**REQUIREMENTS:** Change "sample" to "pattern" in the listing and give the lines again with nothing else altered. Begin at the line that has "Rules: pick out every instance of the red sash" and stop after the line that has "point(106, 126)".

━━ INFORMATION GIVEN ━━

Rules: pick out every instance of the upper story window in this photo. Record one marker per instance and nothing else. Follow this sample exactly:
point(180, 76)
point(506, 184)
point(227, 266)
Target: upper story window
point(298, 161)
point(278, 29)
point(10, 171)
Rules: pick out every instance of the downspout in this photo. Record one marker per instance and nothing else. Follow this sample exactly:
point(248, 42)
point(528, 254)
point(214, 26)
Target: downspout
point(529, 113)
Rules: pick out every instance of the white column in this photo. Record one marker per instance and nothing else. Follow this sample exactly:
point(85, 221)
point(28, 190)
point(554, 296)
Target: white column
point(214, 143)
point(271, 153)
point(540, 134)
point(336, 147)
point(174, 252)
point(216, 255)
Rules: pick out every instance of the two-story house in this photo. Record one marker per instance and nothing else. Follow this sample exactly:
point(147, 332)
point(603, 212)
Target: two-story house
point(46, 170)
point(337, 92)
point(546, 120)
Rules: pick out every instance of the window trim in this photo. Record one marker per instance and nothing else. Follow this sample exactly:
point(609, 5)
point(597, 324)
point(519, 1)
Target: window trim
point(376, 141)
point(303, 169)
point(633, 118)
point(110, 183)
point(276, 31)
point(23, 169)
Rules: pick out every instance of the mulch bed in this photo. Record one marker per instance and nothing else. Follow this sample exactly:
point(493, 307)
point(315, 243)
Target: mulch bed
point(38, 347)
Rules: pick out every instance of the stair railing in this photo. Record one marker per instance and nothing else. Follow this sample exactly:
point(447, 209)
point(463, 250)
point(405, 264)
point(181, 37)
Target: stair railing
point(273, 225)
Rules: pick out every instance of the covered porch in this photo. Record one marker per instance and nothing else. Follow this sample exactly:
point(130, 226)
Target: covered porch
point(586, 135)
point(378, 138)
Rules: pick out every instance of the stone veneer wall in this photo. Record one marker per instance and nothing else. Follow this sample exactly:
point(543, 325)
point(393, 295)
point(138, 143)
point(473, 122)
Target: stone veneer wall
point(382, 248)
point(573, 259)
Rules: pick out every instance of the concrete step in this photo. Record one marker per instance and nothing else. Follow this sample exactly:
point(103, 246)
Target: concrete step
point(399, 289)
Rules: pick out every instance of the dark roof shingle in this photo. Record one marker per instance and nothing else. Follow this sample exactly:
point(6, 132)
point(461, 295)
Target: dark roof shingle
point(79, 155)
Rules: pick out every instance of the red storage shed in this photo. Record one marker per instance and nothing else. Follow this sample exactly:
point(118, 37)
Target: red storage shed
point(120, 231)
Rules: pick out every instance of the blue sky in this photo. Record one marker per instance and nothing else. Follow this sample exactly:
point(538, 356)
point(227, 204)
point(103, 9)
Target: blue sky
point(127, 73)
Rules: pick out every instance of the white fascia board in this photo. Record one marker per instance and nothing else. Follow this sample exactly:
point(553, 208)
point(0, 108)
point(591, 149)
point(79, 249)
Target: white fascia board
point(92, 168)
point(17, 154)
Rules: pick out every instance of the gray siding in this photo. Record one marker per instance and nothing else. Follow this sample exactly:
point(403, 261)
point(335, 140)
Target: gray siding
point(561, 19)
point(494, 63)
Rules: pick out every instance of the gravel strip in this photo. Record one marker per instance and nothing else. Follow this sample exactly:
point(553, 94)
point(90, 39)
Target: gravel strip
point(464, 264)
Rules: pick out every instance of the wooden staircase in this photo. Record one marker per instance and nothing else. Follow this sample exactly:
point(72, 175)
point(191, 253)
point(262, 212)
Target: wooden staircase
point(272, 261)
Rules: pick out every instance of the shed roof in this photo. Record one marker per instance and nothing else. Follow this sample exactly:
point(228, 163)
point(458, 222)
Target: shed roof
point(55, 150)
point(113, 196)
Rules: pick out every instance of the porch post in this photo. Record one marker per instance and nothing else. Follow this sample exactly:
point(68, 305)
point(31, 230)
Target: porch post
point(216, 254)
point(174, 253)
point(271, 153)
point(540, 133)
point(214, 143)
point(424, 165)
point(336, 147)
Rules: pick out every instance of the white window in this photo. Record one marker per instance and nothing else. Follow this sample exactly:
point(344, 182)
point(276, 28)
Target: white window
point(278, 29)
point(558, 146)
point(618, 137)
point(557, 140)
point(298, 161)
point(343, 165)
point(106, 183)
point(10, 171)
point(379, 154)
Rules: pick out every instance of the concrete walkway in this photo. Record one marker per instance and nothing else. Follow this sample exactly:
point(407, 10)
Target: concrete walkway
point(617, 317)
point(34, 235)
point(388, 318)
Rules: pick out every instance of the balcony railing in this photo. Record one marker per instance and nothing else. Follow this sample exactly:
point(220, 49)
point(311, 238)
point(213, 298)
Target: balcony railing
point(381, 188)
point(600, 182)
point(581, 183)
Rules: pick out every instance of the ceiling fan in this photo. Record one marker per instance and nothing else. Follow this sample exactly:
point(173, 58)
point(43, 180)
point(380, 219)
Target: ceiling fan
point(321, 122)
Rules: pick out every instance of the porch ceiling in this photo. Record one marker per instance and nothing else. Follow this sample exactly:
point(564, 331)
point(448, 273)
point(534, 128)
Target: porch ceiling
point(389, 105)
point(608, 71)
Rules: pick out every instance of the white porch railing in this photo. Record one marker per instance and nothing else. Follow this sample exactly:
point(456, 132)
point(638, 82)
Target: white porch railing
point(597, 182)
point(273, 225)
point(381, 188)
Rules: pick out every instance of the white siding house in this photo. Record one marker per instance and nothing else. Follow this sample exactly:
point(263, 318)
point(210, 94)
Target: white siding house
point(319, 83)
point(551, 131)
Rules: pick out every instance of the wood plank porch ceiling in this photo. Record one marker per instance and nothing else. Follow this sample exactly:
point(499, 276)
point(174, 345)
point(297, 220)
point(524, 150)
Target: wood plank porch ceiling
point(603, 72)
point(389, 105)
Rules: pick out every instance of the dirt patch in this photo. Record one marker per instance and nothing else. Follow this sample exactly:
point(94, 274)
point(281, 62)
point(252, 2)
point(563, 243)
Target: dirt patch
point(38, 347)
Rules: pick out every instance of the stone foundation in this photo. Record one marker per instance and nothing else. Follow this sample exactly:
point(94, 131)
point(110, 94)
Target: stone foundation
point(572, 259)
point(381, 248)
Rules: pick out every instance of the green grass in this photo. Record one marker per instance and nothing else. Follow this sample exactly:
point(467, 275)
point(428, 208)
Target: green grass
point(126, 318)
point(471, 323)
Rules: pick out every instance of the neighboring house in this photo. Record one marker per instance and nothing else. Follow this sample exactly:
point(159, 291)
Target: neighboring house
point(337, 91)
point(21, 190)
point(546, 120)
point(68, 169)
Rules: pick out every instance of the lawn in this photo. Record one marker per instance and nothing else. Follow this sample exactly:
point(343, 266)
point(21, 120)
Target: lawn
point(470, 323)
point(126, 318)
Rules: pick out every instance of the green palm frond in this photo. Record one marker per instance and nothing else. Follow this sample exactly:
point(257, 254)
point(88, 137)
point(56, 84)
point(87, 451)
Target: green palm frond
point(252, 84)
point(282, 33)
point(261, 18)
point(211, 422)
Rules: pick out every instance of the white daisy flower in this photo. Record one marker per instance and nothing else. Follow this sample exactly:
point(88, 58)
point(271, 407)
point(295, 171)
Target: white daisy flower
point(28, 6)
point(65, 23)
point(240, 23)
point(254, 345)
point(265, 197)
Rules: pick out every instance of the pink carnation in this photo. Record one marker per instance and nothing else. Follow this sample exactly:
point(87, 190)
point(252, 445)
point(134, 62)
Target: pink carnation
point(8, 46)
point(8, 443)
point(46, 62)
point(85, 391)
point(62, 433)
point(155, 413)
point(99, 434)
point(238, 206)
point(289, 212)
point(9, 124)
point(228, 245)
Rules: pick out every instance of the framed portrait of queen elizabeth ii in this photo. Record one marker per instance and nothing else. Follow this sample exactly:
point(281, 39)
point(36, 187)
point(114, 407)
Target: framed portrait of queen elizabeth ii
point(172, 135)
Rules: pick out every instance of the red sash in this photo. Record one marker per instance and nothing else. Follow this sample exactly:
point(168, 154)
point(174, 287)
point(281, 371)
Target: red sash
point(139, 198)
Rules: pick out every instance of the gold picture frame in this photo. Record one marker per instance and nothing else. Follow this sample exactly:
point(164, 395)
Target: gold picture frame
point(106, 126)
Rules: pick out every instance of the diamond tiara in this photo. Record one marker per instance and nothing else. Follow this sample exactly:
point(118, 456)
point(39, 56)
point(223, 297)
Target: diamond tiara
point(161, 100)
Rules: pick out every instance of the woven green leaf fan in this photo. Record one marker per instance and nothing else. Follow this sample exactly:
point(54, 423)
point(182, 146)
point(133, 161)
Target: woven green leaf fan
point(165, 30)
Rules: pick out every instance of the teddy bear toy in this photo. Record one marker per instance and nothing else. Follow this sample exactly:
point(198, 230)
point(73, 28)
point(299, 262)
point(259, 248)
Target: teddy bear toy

━━━
━━ INFORMATION GIVEN ━━

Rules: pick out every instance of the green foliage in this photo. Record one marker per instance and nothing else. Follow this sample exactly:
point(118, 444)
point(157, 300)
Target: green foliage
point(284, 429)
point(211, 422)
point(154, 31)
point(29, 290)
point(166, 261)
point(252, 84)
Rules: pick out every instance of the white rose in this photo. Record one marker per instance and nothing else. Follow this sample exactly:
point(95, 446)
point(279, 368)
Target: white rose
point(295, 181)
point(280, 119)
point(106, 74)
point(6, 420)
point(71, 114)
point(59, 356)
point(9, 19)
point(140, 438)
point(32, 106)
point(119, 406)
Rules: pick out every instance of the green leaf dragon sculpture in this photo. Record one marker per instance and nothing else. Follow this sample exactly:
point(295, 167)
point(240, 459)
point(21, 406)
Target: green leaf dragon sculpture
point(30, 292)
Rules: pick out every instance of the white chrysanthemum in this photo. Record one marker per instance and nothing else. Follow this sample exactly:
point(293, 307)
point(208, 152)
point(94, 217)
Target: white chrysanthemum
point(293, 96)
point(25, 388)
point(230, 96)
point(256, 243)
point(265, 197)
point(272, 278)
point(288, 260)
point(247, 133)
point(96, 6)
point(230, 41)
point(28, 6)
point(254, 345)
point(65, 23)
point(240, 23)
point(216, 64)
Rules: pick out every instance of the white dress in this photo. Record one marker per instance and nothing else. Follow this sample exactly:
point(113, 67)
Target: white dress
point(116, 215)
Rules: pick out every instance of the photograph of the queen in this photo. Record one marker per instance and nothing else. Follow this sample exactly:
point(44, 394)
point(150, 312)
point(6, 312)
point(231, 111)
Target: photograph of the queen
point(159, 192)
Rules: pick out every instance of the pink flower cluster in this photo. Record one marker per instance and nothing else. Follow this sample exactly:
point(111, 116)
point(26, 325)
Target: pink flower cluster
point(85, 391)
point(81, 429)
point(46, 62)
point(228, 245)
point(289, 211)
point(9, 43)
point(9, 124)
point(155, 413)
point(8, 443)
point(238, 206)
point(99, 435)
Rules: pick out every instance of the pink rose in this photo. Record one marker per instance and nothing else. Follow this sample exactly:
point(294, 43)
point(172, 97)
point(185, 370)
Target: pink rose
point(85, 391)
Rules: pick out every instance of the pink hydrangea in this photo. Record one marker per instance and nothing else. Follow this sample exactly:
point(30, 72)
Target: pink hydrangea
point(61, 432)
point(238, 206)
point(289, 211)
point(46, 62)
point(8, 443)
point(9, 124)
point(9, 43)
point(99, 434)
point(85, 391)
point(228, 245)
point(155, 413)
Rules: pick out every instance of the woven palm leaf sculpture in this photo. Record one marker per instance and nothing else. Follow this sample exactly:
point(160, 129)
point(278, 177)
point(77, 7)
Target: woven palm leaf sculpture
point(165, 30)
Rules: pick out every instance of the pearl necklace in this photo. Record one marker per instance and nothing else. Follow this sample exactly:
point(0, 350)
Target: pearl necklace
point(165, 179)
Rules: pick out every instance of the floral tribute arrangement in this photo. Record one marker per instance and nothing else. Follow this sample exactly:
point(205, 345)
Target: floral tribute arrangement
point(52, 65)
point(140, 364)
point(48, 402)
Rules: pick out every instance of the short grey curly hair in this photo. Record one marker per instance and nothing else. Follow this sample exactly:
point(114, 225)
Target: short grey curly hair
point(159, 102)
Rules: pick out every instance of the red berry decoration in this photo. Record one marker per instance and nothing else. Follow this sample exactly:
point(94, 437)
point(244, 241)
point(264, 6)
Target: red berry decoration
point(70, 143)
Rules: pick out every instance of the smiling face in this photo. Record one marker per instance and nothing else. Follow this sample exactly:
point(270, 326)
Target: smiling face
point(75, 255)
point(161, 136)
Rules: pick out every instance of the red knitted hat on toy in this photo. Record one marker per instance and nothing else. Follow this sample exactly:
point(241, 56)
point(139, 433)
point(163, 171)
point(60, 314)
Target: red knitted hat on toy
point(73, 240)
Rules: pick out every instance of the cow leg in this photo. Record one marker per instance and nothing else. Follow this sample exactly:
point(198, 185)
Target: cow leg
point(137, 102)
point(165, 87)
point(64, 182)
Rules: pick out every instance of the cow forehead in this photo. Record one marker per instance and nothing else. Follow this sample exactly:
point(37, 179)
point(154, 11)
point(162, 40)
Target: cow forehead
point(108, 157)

━━━

**IN RESPONSE:**
Rules: pick out every instance of the red sash in this photo. Record one marker per instance and nothing else. Follow this pattern exactly:
point(168, 154)
point(174, 287)
point(281, 371)
Target: red sash
point(139, 198)
Rules: pick out every instance of the gold picture frame in this photo. Record one marker per instance and nothing else. Follow this pattern exactly:
point(164, 395)
Target: gold picture frame
point(106, 126)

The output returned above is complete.